→ Directions
Return the lines from the line containing "I would appreciate your help locating the granite island" onward. Each must match exactly, and the last line of the listing below must be included.

(Data excerpts)

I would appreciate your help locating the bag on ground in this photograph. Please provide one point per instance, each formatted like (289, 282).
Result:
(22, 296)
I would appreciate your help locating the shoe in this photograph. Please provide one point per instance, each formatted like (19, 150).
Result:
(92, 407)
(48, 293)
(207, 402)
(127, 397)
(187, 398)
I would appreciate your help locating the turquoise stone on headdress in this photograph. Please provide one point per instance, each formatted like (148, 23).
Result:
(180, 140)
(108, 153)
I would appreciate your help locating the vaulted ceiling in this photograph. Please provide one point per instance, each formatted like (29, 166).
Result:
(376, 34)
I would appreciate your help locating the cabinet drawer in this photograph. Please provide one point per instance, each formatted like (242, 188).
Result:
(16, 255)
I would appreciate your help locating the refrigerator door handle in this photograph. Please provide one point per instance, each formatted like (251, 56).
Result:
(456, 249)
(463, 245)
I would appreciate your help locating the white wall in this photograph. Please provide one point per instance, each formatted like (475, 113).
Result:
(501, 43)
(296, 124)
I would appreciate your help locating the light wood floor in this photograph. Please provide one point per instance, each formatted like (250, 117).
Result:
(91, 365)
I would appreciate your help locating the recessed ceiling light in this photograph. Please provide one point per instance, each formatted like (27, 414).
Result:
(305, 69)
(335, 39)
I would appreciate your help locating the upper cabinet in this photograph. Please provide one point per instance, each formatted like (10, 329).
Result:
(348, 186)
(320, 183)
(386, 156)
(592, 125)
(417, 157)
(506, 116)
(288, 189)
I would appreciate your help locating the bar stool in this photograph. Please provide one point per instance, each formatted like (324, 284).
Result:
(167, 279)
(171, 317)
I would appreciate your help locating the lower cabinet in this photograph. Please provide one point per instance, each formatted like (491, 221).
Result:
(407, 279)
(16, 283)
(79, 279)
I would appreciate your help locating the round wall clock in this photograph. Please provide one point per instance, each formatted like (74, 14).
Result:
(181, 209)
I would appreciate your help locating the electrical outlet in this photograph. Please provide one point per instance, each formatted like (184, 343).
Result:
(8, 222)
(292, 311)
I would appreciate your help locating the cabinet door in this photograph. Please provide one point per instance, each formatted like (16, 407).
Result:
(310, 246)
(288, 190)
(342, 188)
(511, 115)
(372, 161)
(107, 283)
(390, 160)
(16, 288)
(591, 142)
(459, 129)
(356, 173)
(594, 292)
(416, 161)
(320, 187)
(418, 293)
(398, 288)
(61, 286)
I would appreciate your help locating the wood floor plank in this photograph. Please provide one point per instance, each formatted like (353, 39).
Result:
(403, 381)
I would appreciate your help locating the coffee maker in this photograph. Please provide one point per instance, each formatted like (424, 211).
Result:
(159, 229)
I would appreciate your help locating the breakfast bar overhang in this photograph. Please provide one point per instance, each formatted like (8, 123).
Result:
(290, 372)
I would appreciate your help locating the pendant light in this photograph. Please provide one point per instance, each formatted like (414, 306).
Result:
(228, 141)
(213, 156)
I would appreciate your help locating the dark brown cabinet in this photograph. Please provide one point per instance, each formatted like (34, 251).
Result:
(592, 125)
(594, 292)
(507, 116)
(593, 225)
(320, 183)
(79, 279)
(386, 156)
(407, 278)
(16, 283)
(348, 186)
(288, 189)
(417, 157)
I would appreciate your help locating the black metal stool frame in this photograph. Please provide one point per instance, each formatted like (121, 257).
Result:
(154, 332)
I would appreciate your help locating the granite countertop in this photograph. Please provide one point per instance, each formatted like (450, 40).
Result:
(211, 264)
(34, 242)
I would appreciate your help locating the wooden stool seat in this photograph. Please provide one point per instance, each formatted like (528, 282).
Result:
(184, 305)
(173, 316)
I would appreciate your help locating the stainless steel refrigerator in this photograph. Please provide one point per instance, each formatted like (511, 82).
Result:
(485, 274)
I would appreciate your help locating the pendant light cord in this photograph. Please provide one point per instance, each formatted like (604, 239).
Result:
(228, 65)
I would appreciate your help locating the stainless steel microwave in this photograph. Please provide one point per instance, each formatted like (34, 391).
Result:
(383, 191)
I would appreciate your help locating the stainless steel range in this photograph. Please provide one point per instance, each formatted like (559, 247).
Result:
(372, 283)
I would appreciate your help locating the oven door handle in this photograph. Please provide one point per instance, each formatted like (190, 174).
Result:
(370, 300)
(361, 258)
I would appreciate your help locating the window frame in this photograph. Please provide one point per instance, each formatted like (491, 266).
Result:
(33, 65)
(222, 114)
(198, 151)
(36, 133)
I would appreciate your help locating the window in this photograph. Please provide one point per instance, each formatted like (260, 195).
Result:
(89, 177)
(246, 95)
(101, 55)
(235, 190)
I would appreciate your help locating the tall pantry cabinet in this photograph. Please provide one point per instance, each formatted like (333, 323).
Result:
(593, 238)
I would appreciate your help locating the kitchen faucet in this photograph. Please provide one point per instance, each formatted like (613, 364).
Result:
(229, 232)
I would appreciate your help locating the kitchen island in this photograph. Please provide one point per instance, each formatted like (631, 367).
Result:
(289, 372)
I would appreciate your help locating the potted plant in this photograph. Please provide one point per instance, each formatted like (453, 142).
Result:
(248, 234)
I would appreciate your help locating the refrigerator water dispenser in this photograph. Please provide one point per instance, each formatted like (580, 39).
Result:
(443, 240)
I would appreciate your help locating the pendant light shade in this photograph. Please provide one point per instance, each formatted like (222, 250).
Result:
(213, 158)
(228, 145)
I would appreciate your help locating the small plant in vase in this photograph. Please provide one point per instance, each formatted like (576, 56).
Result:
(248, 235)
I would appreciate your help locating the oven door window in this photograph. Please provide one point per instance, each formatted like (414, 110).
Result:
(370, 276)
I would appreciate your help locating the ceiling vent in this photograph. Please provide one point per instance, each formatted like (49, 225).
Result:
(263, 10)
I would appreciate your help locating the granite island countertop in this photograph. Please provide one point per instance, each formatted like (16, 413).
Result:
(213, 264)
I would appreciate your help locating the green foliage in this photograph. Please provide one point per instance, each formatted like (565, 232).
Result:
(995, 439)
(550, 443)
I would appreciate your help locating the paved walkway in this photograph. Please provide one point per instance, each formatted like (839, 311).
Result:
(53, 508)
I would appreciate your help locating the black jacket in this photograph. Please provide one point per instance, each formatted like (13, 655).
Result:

(End Data excerpts)

→ Response to the task
I would appreciate your help locating the granite island countertop in this photograph. Please provide one point per instance, each formatted like (16, 413).
Result:
(213, 264)
I would appreciate your help locating the green foliage in this photograph. Please provide one point per instance, each formatted like (565, 232).
Result:
(995, 439)
(550, 443)
I would appreciate your help locating the paved walkway in this photograph. Please provide one point per instance, each formatted like (839, 311).
Result:
(53, 508)
I would appreciate your help locating the black jacket in this photograph. Please provide one point per instance, each formatted like (13, 655).
Result:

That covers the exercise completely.